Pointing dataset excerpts
----

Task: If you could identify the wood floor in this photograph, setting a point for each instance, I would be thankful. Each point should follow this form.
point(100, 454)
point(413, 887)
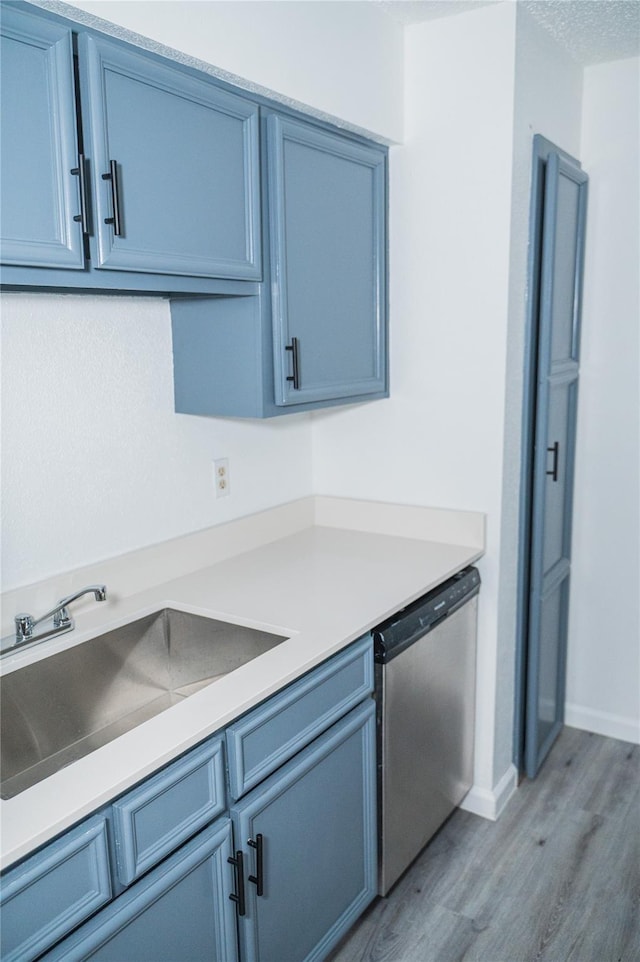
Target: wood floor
point(556, 879)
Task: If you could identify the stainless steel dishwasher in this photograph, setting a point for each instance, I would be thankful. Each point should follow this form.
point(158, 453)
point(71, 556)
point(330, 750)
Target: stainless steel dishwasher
point(425, 661)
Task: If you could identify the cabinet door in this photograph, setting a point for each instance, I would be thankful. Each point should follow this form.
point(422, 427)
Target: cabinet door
point(175, 160)
point(327, 211)
point(39, 153)
point(317, 820)
point(180, 910)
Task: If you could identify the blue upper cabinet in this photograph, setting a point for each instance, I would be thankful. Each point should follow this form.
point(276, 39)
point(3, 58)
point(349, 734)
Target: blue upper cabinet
point(127, 173)
point(175, 167)
point(39, 154)
point(315, 334)
point(327, 245)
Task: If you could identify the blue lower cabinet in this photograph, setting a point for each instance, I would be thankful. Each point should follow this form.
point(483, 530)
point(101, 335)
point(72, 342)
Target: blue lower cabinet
point(54, 890)
point(180, 912)
point(308, 835)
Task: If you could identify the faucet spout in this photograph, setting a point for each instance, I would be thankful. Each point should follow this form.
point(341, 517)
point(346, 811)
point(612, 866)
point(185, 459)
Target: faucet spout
point(62, 620)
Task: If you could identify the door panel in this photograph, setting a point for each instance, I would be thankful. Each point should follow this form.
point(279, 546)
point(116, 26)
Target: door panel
point(317, 819)
point(40, 194)
point(327, 213)
point(187, 167)
point(557, 520)
point(553, 463)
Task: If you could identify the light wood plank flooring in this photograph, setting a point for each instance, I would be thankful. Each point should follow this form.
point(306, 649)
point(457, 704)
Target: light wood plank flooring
point(556, 879)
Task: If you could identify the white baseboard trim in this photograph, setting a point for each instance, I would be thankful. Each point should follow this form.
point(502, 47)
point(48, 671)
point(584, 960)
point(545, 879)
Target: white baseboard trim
point(602, 723)
point(491, 803)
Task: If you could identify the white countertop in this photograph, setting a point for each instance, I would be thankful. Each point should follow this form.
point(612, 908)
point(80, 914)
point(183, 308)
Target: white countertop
point(322, 586)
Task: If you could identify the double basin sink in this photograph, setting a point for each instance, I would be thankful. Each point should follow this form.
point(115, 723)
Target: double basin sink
point(61, 708)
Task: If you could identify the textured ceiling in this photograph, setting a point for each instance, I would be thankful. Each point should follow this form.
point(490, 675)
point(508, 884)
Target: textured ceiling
point(591, 31)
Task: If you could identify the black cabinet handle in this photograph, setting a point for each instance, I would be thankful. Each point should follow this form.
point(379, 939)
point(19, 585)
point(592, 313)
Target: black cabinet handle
point(79, 171)
point(294, 347)
point(258, 878)
point(115, 198)
point(554, 449)
point(238, 895)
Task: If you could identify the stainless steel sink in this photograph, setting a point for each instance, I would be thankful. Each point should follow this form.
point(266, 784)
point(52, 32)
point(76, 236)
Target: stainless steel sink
point(61, 708)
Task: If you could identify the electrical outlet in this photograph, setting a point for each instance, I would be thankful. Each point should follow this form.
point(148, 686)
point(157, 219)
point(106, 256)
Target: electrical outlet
point(221, 477)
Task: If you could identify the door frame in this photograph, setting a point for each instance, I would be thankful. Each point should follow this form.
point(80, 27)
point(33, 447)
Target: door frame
point(541, 150)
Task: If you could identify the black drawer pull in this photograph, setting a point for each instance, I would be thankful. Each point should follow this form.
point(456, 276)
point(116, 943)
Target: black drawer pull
point(238, 895)
point(79, 171)
point(115, 198)
point(294, 347)
point(554, 449)
point(258, 878)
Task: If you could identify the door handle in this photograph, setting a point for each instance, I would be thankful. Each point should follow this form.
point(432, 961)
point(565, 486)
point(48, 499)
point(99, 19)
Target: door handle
point(80, 172)
point(238, 895)
point(258, 878)
point(294, 347)
point(554, 449)
point(115, 198)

----

What is needed
Substitute "navy" for each "blue" in the data, starting at the line that contains "Task: If you could identify the cabinet" and ending at the line that contains "point(62, 620)". Return only those lines, with nothing else altered.

Task output
Task: If you could identify the cabinet door in this photograph, setting a point for each instance, I would be thankful. Each point should follow this form.
point(422, 427)
Target: cabinet door
point(175, 160)
point(327, 211)
point(39, 153)
point(317, 820)
point(180, 910)
Task: If you could identify the navy upper cabinet in this photograph, setting a point for each instance, I would be thankful. Each point should follow this form.
point(276, 39)
point(3, 58)
point(349, 734)
Target: navy upper cabinet
point(127, 173)
point(175, 167)
point(39, 154)
point(315, 334)
point(327, 245)
Task: If you could identify the navy lower cabinet in this photograph, setting a point for each instance, I would be thankful. Each point should follow this form.
point(483, 530)
point(101, 335)
point(72, 342)
Target: navy lower cabinet
point(54, 890)
point(180, 912)
point(308, 835)
Task: If you could identify the faucet spout in this photograph, setting a point for each instance, I would be thankful. Each point should follow this form.
point(341, 517)
point(346, 811)
point(612, 866)
point(185, 459)
Target: faucet spout
point(62, 620)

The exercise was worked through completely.